### EXERCISE GOAL
Arrange the lines between the one holding "Pretty please, detect the man in dark" and the one holding "[495,0,640,125]", inclusive, as a Markdown table with columns Row and Line, skipping any blank lines.

### PROVIDED RECORDS
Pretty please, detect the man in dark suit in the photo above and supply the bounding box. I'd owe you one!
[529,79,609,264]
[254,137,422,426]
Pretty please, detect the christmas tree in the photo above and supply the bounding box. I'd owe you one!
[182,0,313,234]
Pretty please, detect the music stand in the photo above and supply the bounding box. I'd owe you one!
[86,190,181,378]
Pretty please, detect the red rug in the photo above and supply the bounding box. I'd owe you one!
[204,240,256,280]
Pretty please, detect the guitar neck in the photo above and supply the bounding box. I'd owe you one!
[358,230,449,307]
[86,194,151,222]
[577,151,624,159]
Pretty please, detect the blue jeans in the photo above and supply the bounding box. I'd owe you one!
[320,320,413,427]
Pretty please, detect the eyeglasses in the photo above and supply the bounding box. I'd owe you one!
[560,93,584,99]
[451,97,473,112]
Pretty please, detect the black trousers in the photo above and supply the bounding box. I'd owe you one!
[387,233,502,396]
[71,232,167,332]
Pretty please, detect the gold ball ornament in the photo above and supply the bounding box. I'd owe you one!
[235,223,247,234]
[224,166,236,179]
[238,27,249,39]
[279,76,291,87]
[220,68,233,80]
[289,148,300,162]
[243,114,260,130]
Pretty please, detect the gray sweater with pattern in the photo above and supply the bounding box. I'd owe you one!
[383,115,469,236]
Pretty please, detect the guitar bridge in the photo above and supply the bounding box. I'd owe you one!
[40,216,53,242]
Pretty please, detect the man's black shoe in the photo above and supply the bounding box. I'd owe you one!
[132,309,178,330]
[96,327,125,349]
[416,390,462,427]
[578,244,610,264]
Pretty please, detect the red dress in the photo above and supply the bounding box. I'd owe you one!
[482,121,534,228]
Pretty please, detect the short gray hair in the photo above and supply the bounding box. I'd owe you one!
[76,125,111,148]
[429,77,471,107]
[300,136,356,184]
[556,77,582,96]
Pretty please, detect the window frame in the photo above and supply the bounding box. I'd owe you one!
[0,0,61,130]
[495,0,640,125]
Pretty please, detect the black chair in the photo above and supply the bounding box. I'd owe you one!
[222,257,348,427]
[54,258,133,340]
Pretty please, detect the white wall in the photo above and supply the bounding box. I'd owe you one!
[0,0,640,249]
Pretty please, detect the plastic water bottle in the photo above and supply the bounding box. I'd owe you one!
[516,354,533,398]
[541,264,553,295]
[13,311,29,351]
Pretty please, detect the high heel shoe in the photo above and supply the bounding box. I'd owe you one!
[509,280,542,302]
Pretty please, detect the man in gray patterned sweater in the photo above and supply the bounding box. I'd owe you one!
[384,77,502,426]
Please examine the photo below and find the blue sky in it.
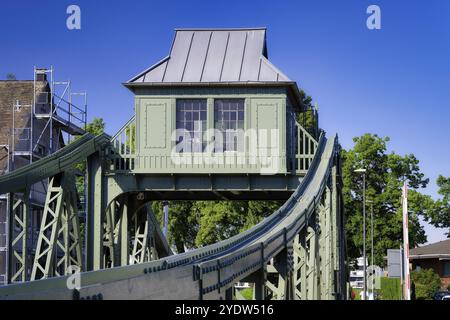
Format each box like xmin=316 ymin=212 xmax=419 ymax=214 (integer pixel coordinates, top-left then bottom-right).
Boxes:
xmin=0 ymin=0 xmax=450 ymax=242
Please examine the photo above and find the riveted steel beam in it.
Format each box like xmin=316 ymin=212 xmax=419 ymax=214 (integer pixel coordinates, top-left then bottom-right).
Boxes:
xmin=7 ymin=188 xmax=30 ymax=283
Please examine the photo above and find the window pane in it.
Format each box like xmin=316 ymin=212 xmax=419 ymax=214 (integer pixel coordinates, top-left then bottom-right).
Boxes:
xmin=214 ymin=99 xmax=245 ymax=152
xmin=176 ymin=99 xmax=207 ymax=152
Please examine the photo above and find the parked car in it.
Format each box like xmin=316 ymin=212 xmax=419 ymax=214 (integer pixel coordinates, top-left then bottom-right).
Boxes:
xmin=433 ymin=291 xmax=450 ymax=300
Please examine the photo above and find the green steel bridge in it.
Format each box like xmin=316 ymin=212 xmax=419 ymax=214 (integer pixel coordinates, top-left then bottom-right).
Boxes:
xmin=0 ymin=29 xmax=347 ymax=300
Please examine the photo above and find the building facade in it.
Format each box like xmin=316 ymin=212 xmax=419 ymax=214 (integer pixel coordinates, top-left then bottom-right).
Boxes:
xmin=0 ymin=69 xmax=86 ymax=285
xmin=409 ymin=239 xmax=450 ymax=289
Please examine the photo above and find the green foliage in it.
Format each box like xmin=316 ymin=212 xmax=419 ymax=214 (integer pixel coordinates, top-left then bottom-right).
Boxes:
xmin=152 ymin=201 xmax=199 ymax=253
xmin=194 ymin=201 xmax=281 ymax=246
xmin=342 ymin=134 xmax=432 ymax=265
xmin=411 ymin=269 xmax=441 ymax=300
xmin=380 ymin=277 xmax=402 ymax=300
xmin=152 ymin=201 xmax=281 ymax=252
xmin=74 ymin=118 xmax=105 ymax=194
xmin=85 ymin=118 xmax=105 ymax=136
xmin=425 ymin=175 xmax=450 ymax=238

...

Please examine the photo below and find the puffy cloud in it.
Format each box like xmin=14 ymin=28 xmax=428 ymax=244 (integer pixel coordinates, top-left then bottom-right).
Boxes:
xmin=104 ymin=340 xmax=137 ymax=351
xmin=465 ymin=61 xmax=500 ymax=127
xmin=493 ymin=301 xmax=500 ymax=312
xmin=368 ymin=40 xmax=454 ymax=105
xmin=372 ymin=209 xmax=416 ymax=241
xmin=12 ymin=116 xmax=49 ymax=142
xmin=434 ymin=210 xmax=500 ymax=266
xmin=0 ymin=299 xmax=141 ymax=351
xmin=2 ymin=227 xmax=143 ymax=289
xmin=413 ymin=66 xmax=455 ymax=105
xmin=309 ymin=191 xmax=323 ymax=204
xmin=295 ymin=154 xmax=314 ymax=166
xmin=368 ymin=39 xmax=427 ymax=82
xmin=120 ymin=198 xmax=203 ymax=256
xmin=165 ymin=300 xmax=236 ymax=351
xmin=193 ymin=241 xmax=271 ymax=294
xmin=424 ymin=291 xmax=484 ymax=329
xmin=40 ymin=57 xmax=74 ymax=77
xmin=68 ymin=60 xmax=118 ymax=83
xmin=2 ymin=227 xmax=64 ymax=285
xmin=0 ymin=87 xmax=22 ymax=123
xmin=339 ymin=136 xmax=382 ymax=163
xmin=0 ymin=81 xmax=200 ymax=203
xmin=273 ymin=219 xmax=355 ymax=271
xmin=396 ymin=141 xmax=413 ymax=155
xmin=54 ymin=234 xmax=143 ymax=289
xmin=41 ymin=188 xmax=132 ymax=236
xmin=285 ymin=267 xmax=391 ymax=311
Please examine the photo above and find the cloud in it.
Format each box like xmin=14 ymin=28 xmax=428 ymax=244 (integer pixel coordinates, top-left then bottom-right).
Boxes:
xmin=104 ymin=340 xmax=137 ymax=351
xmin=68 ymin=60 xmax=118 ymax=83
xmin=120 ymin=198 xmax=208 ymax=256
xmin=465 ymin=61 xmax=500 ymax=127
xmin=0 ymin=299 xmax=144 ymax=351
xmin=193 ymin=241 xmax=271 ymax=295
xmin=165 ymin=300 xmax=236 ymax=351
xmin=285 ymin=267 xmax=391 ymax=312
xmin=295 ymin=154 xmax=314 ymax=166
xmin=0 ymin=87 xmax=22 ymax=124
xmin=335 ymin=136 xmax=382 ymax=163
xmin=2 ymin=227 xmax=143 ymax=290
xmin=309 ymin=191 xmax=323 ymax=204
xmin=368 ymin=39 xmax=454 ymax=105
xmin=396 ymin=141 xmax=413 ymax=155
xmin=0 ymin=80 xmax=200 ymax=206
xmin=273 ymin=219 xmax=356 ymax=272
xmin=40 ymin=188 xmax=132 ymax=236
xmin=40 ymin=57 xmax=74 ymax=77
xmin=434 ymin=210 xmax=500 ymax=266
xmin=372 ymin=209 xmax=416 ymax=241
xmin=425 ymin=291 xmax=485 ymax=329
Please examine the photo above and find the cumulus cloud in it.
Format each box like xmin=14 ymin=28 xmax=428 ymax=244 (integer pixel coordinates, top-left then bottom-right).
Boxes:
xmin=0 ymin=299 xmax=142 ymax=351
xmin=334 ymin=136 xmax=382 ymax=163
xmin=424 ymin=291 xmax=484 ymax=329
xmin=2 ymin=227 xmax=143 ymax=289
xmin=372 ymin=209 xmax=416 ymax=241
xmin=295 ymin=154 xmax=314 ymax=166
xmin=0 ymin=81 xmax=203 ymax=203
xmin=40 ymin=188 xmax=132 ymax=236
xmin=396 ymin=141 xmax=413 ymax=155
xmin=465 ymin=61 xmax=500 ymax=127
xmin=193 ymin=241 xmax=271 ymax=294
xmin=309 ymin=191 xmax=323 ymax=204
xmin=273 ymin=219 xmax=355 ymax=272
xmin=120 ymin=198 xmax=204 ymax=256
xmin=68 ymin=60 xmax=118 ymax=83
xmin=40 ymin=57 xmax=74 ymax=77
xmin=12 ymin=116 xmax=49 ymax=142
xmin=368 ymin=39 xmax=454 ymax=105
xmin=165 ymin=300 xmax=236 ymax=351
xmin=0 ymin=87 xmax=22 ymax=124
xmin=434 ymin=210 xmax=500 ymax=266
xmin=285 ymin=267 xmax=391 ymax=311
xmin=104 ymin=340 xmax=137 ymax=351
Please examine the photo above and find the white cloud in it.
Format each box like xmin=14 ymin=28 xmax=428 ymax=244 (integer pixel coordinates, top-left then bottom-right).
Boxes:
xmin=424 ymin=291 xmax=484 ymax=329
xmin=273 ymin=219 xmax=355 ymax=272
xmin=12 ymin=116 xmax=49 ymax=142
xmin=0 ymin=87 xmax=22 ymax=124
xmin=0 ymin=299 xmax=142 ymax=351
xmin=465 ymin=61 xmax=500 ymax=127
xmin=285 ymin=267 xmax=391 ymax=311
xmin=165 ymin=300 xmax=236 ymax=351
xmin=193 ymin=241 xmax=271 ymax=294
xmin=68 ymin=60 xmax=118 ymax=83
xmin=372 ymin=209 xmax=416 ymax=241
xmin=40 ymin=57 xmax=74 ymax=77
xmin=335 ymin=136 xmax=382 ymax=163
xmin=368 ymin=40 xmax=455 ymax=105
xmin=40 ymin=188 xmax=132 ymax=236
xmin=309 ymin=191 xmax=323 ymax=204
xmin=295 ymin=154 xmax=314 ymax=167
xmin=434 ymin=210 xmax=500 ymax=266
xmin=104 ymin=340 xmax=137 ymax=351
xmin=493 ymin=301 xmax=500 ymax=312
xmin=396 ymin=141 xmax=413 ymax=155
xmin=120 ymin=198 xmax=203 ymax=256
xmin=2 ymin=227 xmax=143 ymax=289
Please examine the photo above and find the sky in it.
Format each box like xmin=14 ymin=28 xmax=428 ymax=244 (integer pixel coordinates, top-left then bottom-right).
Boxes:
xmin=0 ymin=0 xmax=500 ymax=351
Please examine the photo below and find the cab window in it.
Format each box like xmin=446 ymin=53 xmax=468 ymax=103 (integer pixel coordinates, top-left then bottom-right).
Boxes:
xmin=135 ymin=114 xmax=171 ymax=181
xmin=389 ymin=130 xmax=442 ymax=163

### FULL SOLUTION
| Row | Line |
|---|---|
| 1 | Pretty please, detect the man in dark suit in the photo above and supply the bounding box. I'd owe you one! |
| 2 | [529,79,609,264] |
| 3 | [254,137,422,426] |
| 4 | Pretty please, detect the christmas tree in the photo above and supply the bounding box. I'd owe you one! |
| 5 | [182,0,313,234] |
| 6 | Pretty please, detect the music stand in the photo above and supply the bounding box. I'd owe you one! |
| 7 | [86,190,181,378] |
| 8 | Pretty please, detect the red rug in the photo above and supply the bounding box. I'd owe you one! |
| 9 | [204,240,256,280] |
| 10 | Pretty please, detect the guitar neck in the photo above and supply the bounding box. I'd owe you one! |
| 11 | [358,230,449,307] |
| 12 | [86,194,151,222] |
| 13 | [577,151,624,159] |
| 14 | Pretty please, detect the blue jeans in the photo above and supply the bounding box. I'd owe you one! |
| 15 | [320,320,413,427] |
| 16 | Pretty please, detect the eyeglasses in the photo above and supply the bounding box. I'd owe you one! |
| 17 | [560,93,584,99] |
| 18 | [451,97,473,112] |
| 19 | Pretty please, detect the black trousers in the photo above and supply the bounding box. I'd owe you one! |
| 20 | [387,233,502,396] |
| 21 | [71,232,167,332] |
| 22 | Pretty please, detect the gold ball ornament in the photo above and supply the bounding box. I'd owe you one! |
| 23 | [235,223,247,234] |
| 24 | [224,166,236,179] |
| 25 | [238,27,249,39] |
| 26 | [279,76,291,87] |
| 27 | [220,68,233,80] |
| 28 | [289,148,300,162] |
| 29 | [243,114,260,130] |
| 30 | Pretty please, detect the gray sweater with pattern in the photo above and supply the bounding box. I'd owe you one! |
| 31 | [383,115,469,236] |
| 32 | Pretty please, detect the guitar bridge in the photo above and supply the bounding box. I'd owe you one! |
| 33 | [40,216,53,242] |
| 34 | Pretty please, detect the man's black shoe in the photo above and supply the bounding box. I'd owe you one! |
| 35 | [132,309,178,330] |
| 36 | [96,327,125,349] |
| 37 | [416,390,462,427] |
| 38 | [578,244,610,264] |
| 39 | Pretty please, detect the red dress in the photo above and supply the bounding box. I'd owe you one! |
| 40 | [482,121,534,228] |
| 41 | Pretty please, detect the short gray hair in the photo above and supply the bounding box. I'd owe you one! |
| 42 | [76,125,111,148] |
| 43 | [429,77,471,107] |
| 44 | [300,136,356,184] |
| 45 | [556,77,582,96] |
| 46 | Pretty please, detect the window frame in the photo above and supply the bounding box. I'd owe you one! |
| 47 | [0,0,61,130] |
| 48 | [495,0,640,125] |